**Job 1**
Answer these questions using the film article:
(a) Through what date is the film playing at MIST Harlem?
(b) What youth theater program did Jamal Joseph found?
(c) Which role does Daniel Beaty play?
**Job 2**
In the film article's opening scenario of returning after eight years in prison, why is the returning person reluctant to catch up with a best friend?

**Text shown**
☆ ☆ ☆

Imagine returning to your neighborhood after eight years in prison. 

You want to use the new skills you learned while serving time, but no one will hire you with your record. You'd like to catch up with your best friend, but you're afraid he'll draw you into gang life again. You need to stay clean, but you can't help inhaling the pot teenagers are smoking in your proximity.

That's the reality for the protagonist of a film playing at MIST Harlem through Feb. 9, "Chapter & Verse: A Harlem Story."

"Chapter & Verse" tells the story of S. Lane Ingram, a former gang Leader re-entering society on parole and struggling to build a new, honorable life in his old Harlem community.

"We wanted to tell a Harlem story that we know that only we could tell, about a tale of two Harlems," said film director and co-writer Jamal Joseph.

Joseph is a professor at Columbia University's graduate film program, the founder of the Harlem-based youth theater program IMPACT, and a former Black Panther Party member who spent nine years in prison. His fellow screenwriter and Harlem resident, Daniel Beaty, who plays Lance, is a graduate of Yale University and American Conservatory Theater, a social justice advocate, and the child of a home broken by drug addiction and the criminal justice system.

☆ ☆ ☆

**Source material**
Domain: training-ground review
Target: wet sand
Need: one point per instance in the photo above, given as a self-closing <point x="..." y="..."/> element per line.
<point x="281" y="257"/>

☆ ☆ ☆

**Exercise result 1**
(a) Feb. 9.
(b) IMPACT, a Harlem-based youth theater program.
(c) Lance.

**Exercise result 2**
The returning person fears that the best friend will draw them back into gang life.